Can you imagine a time when hearing loss would be commonplace? When it would be more prevalent than not in a social setting? When it would be the new normal? Given demographic trends, we may be rapidly approaching such a time. This is driven by three important factors — (1) the median age of the U.S. population is increasing, (2) people are living longer, and (3) the higher incidence of hearing loss in older adults.

Hearing Health Care Will Be Increasingly Important

In the National Academies of Sciences’ report Hearing Health Care For Adults, the authors use demographics to demonstrate the increasing impact hearing health care will have from a social policy standpoint.

According to the report, in 1900, 4.1 percent of the U.S. population was 65 years or older, representing a little over 3 million people; by 2012, 13.7 percent of the population or 40 million people were 65 or older, and by 2060, 24 percent of the U.S. population is expected to be 65 or older. These trends are similar in other developed nations around the world.

Combined with the fact that people are living longer and the higher incidence rates of hearing loss in older adults, we may be approaching a time when hearing loss is the new normal among adults. Higher rates of noise pollution and ubiquitous earbud use may also make hearing loss more common across other age groups, although this could be offset by better-regulated noise levels in work settings.

## [Information supplied]
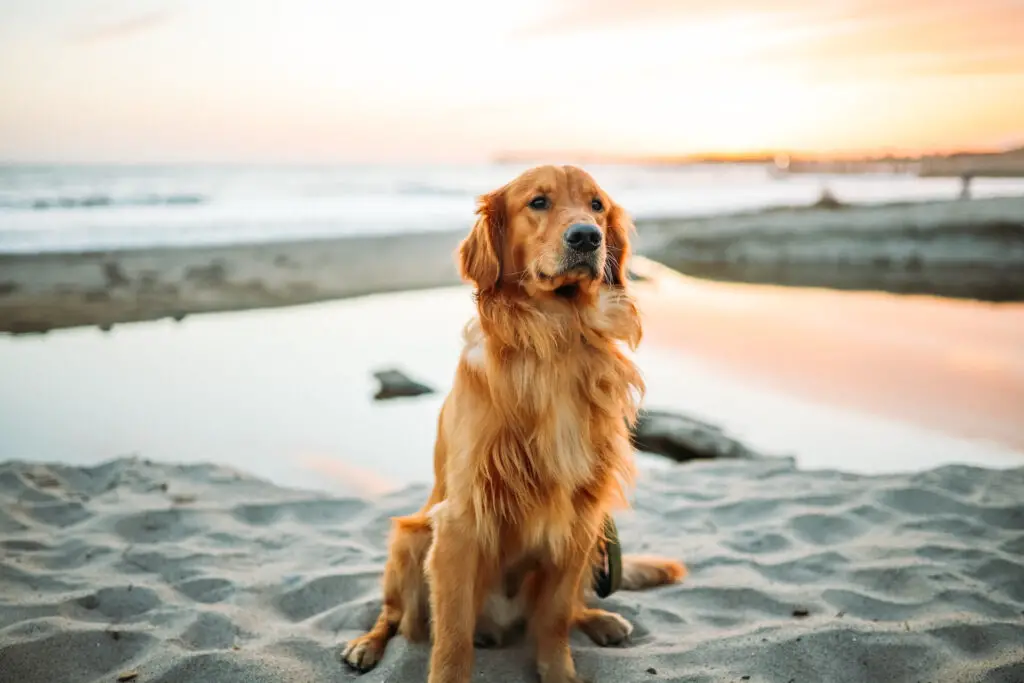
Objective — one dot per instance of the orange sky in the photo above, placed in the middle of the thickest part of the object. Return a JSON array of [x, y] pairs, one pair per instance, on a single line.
[[453, 80]]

## [Complete the following]
(a) Answer these questions from the text on hearing loss:
(i) What three factors are named as driving the trend toward more hearing loss?
(ii) What share of the U.S. population was 65 or older in 1900?
(iii) What could offset the rise in hearing loss across other age groups?
(b) Write the next part of the text on hearing loss, picking up after its last sentence.

## [Expected responses]
(a)
(i) The rising median age of the U.S. population, people living longer, and the higher incidence of hearing loss in older adults.
(ii) 4.1 percent, a little over 3 million people.
(iii) Better-regulated noise levels in work settings.

(b)
Increasing Hearing Loss Prevalence Has Some Silver Linings

The trends are frightening, but the good news for those of us with hearing loss is that as hearing loss becomes more “normal,” social change is inevitable. I can imagine several positive developments.

1. Reduced stigma. When something is commonplace, stigma recedes. This would be wonderful news for people living with hearing loss and might push people to seek treatment for hearing loss more quickly. Currently, people wait an average of seven to ten years before seeking assistance.

2. Cheaper and more widespread access to hearing solutions. This is already in process as companies prepare for a new FDA category of over-the-counter hearing aids for people with mild to moderate hearing loss. With increased demand and new competitors entering the market, innovation and lower prices are likely.

3. Trendier hearing devices. When everybody has one, individuality will become more important, making hearing devices fair game for fashion. That will be fun.

4. Quieter spaces. Wouldn’t that be wonderful! Restaurants might begin turning down the music to attract older patrons. Movies and other theaters may also start turning down the volume while dialing the sound clarity.

5. Better hearing assistance everywhere. Captioning, looping, and other assistive technologies could soon become the norm. Maybe the captioning on live T.V. programs would also improve. As demand grows, new forms of hearing assistance for public spaces will likely result.

6. More regular screening by doctors. Changing demographics should lead to changes in the medical profession. Since earlier detection and treatment of hearing loss could help reduce associated health problems such as depression, a greater risk of falls, and a higher likelihood of dementia, we may see hearing screenings become a standard part of an annual physical.

7. Clearer speech patterns. With more people with hearing loss, enunciation and careful diction may again become the typical speech pattern. That would certainly make things easier to hear!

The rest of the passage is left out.